Task description: Tally the lines in the entries below that contain the string "long", treating case as significant. Give only the number.

-- BEGIN Material provided --

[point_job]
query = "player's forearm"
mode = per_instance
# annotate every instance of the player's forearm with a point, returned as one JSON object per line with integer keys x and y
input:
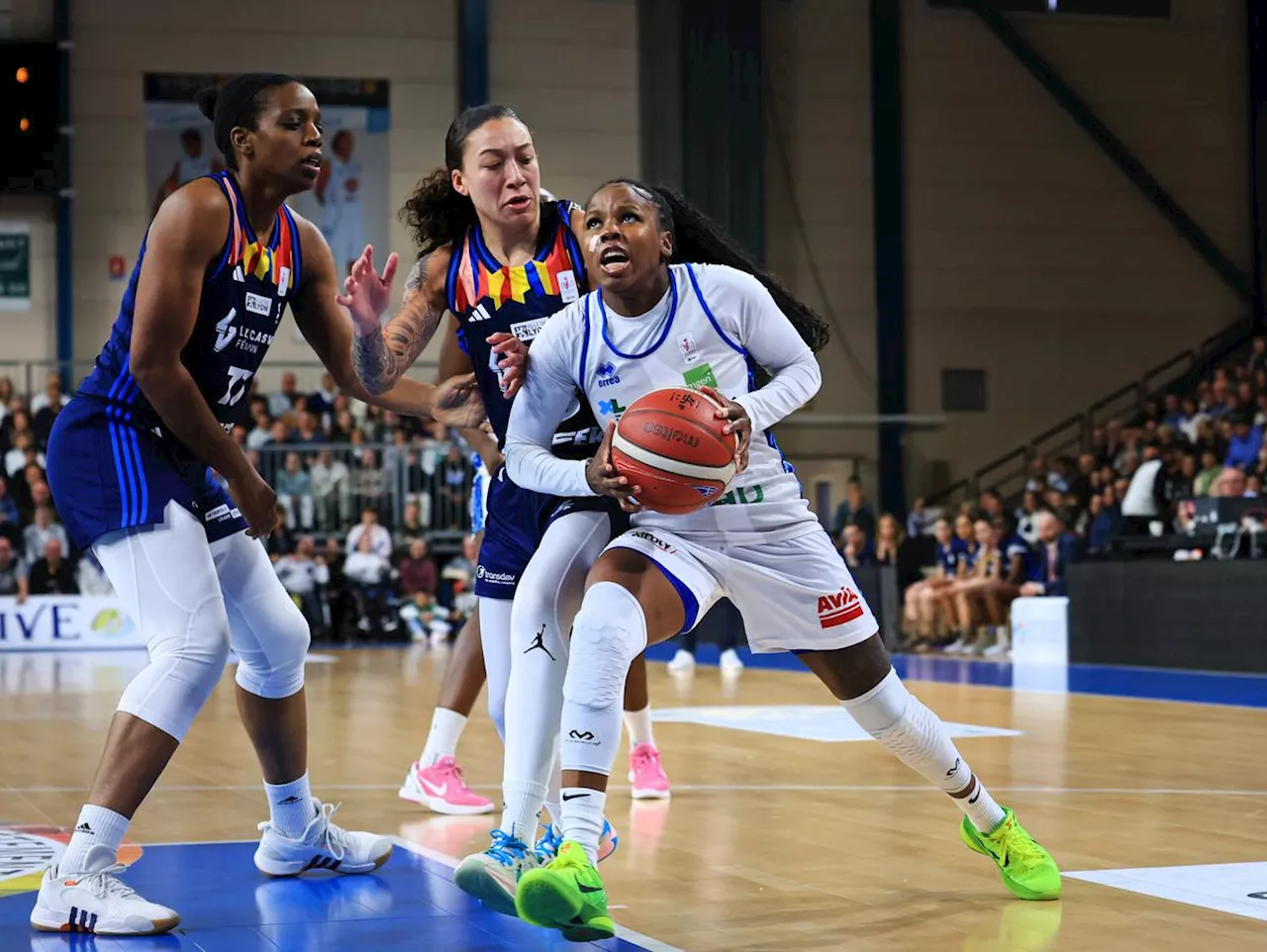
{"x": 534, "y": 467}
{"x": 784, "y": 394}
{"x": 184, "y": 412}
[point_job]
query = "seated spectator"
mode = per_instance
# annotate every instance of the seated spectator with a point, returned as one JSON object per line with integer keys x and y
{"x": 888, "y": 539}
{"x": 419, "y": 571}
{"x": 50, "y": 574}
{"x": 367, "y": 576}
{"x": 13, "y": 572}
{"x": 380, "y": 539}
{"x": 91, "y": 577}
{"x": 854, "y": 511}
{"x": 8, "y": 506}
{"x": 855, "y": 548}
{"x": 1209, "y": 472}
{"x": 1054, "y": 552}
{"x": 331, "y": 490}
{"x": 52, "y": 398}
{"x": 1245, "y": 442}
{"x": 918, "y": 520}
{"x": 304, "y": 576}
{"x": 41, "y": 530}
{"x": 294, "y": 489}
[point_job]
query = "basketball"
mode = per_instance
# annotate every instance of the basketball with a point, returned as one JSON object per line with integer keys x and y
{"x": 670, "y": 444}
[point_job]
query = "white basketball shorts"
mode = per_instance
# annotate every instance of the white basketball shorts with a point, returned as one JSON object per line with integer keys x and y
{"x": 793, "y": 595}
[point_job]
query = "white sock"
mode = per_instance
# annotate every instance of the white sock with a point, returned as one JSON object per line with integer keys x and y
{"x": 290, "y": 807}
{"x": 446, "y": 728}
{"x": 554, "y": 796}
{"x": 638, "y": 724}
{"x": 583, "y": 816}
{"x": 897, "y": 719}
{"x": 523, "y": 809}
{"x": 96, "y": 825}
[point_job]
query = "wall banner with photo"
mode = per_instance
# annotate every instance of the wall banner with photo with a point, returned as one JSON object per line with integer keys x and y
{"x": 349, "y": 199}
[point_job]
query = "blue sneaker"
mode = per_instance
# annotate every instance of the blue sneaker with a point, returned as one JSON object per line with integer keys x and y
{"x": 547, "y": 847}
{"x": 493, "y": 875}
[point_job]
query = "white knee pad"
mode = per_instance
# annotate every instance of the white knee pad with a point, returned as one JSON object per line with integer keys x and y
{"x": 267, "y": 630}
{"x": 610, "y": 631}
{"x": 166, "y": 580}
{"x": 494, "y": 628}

-- END Material provided --
-- BEGIN Material provided --

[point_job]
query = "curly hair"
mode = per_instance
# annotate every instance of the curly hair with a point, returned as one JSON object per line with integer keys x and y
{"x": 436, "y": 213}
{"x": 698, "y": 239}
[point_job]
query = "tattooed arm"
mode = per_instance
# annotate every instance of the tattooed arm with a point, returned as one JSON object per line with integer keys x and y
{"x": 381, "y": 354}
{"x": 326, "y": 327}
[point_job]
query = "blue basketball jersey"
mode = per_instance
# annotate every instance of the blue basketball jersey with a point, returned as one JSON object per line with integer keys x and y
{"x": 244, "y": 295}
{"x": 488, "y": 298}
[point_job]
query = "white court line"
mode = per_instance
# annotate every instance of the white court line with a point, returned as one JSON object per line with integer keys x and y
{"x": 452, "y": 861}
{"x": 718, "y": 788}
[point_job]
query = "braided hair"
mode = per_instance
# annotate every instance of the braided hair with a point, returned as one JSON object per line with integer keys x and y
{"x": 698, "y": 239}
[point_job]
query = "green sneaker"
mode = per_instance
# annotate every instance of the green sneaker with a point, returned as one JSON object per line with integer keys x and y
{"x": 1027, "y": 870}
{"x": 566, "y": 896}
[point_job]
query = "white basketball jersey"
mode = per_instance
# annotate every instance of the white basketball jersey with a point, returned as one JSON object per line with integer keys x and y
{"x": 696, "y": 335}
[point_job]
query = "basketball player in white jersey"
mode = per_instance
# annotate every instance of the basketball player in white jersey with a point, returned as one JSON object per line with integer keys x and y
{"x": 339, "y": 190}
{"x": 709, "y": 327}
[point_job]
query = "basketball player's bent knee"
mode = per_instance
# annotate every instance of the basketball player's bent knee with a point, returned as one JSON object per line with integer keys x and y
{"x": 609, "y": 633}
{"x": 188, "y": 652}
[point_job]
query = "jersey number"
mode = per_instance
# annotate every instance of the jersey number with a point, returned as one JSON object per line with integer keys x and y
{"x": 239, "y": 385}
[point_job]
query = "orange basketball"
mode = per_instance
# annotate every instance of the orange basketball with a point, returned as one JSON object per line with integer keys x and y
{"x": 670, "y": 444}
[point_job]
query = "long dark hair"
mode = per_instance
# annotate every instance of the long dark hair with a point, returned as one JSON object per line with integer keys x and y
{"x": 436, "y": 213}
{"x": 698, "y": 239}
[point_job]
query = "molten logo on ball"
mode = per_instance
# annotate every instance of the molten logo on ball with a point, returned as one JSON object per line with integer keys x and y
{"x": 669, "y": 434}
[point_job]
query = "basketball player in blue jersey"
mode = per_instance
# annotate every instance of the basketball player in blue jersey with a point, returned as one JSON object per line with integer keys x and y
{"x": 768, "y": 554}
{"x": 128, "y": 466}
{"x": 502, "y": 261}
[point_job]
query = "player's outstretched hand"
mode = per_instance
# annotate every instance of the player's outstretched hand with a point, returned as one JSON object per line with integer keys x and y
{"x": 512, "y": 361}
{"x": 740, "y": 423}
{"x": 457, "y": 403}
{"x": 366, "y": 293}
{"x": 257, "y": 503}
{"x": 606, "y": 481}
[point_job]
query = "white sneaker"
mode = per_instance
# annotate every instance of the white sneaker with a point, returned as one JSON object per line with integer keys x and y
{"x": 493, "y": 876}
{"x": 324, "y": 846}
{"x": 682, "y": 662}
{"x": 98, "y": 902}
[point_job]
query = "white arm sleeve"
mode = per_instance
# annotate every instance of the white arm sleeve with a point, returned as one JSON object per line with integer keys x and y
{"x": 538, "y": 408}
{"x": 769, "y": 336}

-- END Material provided --
-- BEGIN Material provided --

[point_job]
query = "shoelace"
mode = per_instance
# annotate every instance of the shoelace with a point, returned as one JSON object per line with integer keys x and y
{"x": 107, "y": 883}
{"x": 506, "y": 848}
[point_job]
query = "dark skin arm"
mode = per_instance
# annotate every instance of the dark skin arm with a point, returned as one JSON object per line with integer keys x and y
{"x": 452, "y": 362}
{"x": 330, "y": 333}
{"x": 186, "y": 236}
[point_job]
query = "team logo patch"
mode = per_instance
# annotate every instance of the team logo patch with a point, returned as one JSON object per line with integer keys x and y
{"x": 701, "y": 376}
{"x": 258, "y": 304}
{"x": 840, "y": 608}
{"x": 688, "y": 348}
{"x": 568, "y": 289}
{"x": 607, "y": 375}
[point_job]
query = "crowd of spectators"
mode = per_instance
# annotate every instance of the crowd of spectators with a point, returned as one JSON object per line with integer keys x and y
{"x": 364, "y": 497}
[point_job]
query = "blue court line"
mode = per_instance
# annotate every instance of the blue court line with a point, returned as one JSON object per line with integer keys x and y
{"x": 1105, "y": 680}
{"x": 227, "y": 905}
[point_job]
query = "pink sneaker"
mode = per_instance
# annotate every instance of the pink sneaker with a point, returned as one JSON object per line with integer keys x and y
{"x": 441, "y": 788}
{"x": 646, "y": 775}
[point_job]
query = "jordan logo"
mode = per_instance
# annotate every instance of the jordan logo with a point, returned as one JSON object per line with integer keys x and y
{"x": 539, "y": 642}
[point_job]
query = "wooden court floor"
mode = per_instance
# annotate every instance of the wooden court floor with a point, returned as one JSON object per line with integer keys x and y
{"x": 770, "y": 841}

-- END Material provided --

Response below: 2